- **Stated task**
Quote the whole listing verbatim.

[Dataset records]
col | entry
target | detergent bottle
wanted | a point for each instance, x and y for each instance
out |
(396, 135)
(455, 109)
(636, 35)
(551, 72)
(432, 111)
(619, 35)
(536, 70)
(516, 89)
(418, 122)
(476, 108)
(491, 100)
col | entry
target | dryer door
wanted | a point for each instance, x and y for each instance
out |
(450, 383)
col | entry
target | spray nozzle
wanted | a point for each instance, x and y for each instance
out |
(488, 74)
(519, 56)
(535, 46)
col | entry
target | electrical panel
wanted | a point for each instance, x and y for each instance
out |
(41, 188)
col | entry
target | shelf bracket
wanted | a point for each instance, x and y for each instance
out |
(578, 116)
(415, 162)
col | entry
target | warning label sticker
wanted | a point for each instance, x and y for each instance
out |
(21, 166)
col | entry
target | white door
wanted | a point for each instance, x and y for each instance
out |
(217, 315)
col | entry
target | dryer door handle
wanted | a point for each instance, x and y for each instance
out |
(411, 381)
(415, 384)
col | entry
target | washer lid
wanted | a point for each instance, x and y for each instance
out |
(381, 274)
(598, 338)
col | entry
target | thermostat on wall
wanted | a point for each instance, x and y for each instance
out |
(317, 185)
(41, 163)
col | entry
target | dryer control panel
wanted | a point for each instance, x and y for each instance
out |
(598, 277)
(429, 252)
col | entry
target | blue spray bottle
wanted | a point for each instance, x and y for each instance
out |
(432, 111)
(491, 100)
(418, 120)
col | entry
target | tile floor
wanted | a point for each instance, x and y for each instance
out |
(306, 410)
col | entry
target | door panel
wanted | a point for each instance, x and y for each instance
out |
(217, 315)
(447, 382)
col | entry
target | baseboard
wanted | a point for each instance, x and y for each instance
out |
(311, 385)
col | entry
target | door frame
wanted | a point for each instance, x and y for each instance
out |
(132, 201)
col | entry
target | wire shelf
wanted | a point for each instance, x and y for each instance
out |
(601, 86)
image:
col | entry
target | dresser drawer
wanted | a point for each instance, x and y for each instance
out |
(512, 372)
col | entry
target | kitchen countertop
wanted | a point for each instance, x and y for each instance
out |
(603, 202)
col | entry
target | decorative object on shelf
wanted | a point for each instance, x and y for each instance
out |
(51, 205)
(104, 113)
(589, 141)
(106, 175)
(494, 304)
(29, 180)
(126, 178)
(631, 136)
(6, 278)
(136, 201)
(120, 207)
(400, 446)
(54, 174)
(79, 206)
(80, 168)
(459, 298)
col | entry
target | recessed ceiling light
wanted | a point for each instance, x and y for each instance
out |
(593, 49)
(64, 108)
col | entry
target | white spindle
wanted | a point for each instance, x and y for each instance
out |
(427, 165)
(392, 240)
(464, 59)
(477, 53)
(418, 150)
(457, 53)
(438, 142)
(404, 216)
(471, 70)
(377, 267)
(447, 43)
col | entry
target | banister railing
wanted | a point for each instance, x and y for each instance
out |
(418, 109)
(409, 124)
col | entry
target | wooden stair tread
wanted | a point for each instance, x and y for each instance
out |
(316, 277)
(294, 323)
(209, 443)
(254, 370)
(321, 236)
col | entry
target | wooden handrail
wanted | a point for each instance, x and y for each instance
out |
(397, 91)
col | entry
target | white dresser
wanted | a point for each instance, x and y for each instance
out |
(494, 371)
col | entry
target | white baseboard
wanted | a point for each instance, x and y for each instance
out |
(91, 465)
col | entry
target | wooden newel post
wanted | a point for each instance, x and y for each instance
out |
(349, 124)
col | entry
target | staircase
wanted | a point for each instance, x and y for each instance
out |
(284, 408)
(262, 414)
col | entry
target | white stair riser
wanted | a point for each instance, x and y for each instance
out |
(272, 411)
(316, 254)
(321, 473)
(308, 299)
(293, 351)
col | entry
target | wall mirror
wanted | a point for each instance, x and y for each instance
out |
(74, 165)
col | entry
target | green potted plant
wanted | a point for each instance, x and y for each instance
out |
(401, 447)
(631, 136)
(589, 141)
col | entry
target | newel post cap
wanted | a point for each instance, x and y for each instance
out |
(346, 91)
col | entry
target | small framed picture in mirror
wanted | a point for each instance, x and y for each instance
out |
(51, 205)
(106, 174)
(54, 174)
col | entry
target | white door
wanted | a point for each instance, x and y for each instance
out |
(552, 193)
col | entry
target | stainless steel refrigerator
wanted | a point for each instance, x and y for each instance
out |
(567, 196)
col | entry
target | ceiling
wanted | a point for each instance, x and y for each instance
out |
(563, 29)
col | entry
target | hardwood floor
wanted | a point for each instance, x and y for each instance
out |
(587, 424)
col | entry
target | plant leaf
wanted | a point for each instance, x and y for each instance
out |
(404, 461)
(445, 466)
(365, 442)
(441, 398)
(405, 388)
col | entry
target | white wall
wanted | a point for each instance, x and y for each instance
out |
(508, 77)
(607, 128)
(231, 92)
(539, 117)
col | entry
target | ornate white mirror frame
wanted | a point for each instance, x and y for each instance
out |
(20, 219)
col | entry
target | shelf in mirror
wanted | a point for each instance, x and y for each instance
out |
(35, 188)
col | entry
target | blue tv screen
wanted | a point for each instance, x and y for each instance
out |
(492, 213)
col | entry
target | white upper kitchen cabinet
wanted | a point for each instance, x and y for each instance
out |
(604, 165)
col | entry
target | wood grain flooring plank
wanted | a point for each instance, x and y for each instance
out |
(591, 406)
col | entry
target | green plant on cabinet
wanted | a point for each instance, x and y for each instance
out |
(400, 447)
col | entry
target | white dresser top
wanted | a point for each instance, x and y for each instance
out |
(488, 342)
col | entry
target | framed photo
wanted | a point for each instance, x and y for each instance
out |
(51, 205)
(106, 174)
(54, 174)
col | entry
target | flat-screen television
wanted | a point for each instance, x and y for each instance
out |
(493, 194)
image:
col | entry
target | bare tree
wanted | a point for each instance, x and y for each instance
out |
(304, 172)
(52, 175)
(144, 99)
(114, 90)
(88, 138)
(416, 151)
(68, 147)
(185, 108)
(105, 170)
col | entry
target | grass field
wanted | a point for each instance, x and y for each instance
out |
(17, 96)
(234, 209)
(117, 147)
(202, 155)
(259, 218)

- **Task response**
col | entry
target | detergent bottle
wanted | a point for each instance, x and y for each instance
out |
(396, 135)
(455, 109)
(636, 35)
(551, 72)
(432, 111)
(619, 35)
(536, 70)
(516, 89)
(418, 122)
(476, 108)
(491, 100)
col | entry
target | dryer door
wanted | a point for each instance, x and y for each instance
out |
(450, 383)
col | entry
target | spray nozzle
wanted | a point for each instance, x and y for each instance
out |
(488, 74)
(519, 56)
(535, 46)
col | entry
target | electrical panel
wanted | a point for each instance, x and y for each instance
out |
(41, 188)
col | entry
target | shelf bracket
wanted | a point for each instance, x and y for each instance
out |
(578, 116)
(415, 162)
col | entry
target | warning label sticker
wanted | a point for each instance, x and y for each instance
out |
(21, 166)
col | entry
target | white door
wanted | a point for each instance, x and y for each instance
out |
(217, 315)
col | entry
target | dryer door handle
wanted | a point for each instance, x and y for each instance
out |
(411, 381)
(415, 384)
col | entry
target | washer lid
wanted | a point for each instance, x and y for each instance
out |
(381, 274)
(598, 338)
col | entry
target | thermostat on wall
wanted | a point for each instance, x and y for each instance
out |
(317, 185)
(41, 163)
col | entry
target | dryer control panel
wanted | a point for each instance, x and y for each instance
out |
(598, 277)
(429, 252)
col | entry
target | blue spray bottle
wanted | a point for each instance, x and y for each instance
out |
(432, 111)
(491, 100)
(418, 120)
col | entry
target | tile floor
wanted | a point for each instance, x and y for each instance
out |
(306, 410)
col | entry
target | door panel
wanted | a point for each instance, x and y for each instance
out |
(217, 315)
(447, 382)
col | entry
target | baseboard
wanted | a point for each instance, x and y for each instance
out |
(311, 385)
col | entry
target | door frame
wanted | a point for each instance, x and y for each instance
out |
(132, 201)
col | entry
target | wire shelf
wanted | a point for each instance, x and y for each instance
out |
(601, 86)
image:
col | entry
target | dresser drawer
wanted | a point for each instance, x and y for each instance
out |
(512, 372)
col | entry
target | kitchen countertop
wanted | a point for each instance, x and y for each instance
out |
(603, 202)
col | entry
target | decorative object on shelf
wanted | a point for each instance, x and y for each instance
out |
(51, 205)
(104, 113)
(589, 141)
(106, 175)
(494, 304)
(29, 180)
(126, 178)
(631, 136)
(6, 278)
(136, 201)
(120, 207)
(400, 446)
(54, 174)
(79, 206)
(80, 168)
(459, 298)
col | entry
target | recessed ceiling light
wanted | a point for each instance, x and y for each instance
out |
(593, 49)
(64, 108)
col | entry
target | white spindle
wanted | a point for each instance, x and y for each instance
out |
(427, 165)
(392, 240)
(464, 59)
(477, 53)
(418, 150)
(457, 53)
(438, 142)
(404, 216)
(471, 70)
(377, 267)
(447, 43)
col | entry
target | banister railing
wanted | a point for each instance, x and y for each instance
out |
(418, 109)
(409, 124)
col | entry
target | wooden stair tread
wanted | a point for each instance, x and y for each instance
out |
(316, 277)
(294, 323)
(209, 443)
(254, 370)
(321, 236)
col | entry
target | wooden handrail
wanted | a point for each instance, x and y for each instance
out |
(397, 91)
col | entry
target | white dresser
wanted | a point for each instance, x and y for each instance
out |
(494, 371)
col | entry
target | white baseboard
wanted | a point for each instance, x and y for each instance
out |
(91, 465)
col | entry
target | wooden newel post
wanted | a point for each instance, x and y for each instance
out |
(349, 124)
col | entry
target | staircase
wanted | a point for each instance, x and y for each instance
out |
(284, 408)
(262, 414)
col | entry
target | white stair riser
wanted | a point for each instance, x and y for each instance
out |
(272, 411)
(316, 254)
(321, 473)
(308, 299)
(293, 351)
col | entry
target | wall mirror
wanted | a point for each instance, x and y for each instance
out |
(74, 165)
col | entry
target | green potted plant
wanted | a point for each instance, x and y for each instance
out |
(401, 447)
(631, 136)
(589, 141)
col | entry
target | newel post cap
wanted | a point for each instance, x and y for each instance
out |
(346, 91)
col | entry
target | small framed picture in mirror
wanted | a point for each instance, x and y for each instance
out |
(51, 205)
(106, 174)
(54, 174)
col | entry
target | white door
wanted | a point for each instance, x and y for each instance
out |
(552, 193)
col | entry
target | stainless steel refrigerator
wanted | a point for each instance, x and y for each instance
out |
(567, 196)
col | entry
target | ceiling
wanted | a point for each instance, x and y for each instance
out |
(563, 29)
col | entry
target | hardwood floor
wanted | a point for each instance, x and y for each instance
out |
(587, 424)
col | entry
target | plant leaf
wanted | a point for each instance, x and y for each instance
out |
(404, 461)
(445, 466)
(365, 442)
(441, 398)
(405, 388)
col | entry
target | white wall
wanted | a point for each instance, x and y for each instance
out |
(508, 77)
(607, 128)
(231, 92)
(539, 117)
col | entry
target | ornate white mirror frame
wanted | a point for each instance, x and y for each instance
out |
(20, 219)
col | entry
target | shelf in mirror
wanted | a point for each instance, x and y for each instance
out |
(35, 188)
col | entry
target | blue tv screen
wanted | a point for each instance, x and y for each instance
out |
(492, 213)
col | entry
target | white upper kitchen cabinet
wanted | a point for each instance, x and y for each instance
out |
(604, 165)
col | entry
target | wood grain flooring plank
wanted | a point for each instance, x and y for each instance
out |
(591, 406)
col | entry
target | green plant on cabinet
wanted | a point for each instance, x and y for each instance
out |
(400, 447)
col | entry
target | white dresser top
wanted | a point for each instance, x and y for each instance
out |
(488, 342)
col | entry
target | framed photo
wanted | a point for each instance, x and y for each instance
out |
(51, 205)
(106, 174)
(54, 174)
col | entry
target | flat-screen television
wanted | a point for each instance, x and y for each instance
out |
(493, 194)
image:
col | entry
target | bare tree
wanted | a point for each instance, x and y for each instance
out |
(304, 172)
(52, 175)
(144, 99)
(114, 90)
(88, 138)
(416, 151)
(68, 147)
(185, 108)
(105, 170)
col | entry
target | grass field
wanted | a point for each instance, x and y for each instance
out |
(17, 96)
(234, 209)
(117, 147)
(202, 155)
(259, 218)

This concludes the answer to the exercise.